How can men and women so deceive themselves?  It is no great task to deceive others, but to deceive oneself seems amazingly difficult.  That it is possible to deceive oneself is apparent from even a casual reading of the Word of God.  People listen to the Word, and ignore its commands, thus deceiving themselves, just as is stated in the Word.  Do not merely listen to the word, and so deceive yourselves.  Do what it says.  Anyone who listens to the word but does not do what it says is like a man who looks at his face in a mirror and, after looking at himself, goes away and immediately forgets what he looks like.  But the man who looks intently into the perfect law that gives freedom, and continues to do this, not forgetting what he has heard, but doing it—he will be blessed in what he does [James 1:22-25].

In our text is an admonition for those considering themselves to be a people of God to examine themselves.  Though assuming that he was writing Christians, the Apostle nevertheless urged self-examination to avoid deceiving oneself.  The message this day is a call to self-examination to avoid divine condemnation.  Join me in exploration of this unsettling, though necessary, exercise in Christian growth.

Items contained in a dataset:
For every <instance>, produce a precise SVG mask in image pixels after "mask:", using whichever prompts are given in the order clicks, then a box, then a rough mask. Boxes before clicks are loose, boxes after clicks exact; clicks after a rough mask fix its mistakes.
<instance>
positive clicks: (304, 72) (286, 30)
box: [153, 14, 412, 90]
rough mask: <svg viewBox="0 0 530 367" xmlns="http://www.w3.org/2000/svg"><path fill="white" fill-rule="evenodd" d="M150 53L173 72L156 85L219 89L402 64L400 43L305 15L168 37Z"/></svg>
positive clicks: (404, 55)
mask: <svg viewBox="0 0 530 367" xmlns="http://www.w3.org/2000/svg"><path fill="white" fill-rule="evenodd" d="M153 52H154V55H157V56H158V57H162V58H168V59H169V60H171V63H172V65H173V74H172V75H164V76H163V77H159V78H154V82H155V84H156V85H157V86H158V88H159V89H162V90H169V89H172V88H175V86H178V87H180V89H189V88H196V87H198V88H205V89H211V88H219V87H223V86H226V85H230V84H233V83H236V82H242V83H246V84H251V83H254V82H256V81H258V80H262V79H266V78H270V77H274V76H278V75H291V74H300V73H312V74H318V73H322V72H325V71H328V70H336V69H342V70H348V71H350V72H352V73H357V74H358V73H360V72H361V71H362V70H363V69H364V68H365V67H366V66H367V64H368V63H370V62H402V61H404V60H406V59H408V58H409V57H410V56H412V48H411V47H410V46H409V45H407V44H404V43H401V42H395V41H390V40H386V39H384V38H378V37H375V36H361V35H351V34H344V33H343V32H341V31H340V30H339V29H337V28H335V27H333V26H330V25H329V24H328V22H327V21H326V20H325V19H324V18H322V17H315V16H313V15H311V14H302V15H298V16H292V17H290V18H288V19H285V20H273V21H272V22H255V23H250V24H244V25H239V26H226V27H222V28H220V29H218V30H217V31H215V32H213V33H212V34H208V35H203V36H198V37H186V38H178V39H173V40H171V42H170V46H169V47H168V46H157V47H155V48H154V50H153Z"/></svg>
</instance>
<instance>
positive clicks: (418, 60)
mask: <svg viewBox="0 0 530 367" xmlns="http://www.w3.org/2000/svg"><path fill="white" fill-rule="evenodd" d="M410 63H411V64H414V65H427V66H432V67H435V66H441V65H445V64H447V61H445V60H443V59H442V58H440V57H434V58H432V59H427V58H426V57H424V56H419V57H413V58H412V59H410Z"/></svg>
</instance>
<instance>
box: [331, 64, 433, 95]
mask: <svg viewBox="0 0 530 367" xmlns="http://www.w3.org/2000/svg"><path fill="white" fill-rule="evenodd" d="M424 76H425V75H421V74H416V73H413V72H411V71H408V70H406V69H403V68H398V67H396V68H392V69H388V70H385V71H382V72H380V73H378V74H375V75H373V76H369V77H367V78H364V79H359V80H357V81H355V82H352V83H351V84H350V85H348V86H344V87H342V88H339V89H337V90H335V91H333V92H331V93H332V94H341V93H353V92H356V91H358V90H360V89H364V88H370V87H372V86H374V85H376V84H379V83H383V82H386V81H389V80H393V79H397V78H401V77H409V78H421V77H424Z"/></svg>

SET OF TASKS =
A - Reproduce the portion of the passage on self-deception between "In our text" and "in Christian growth.", inclusive, replacing "admonition" with "exhortation".
B - According to the passage on self-deception, what is the message this day a call to?
Rely solely on the passage on self-deception.

SOLUTIONS BY TASK =
A -
In our text is an exhortation for those considering themselves to be a people of God to examine themselves.  Though assuming that he was writing Christians, the Apostle nevertheless urged self-examination to avoid deceiving oneself.  The message this day is a call to self-examination to avoid divine condemnation.  Join me in exploration of this unsettling, though necessary, exercise in Christian growth.

B - It is a call to self-examination to avoid divine condemnation.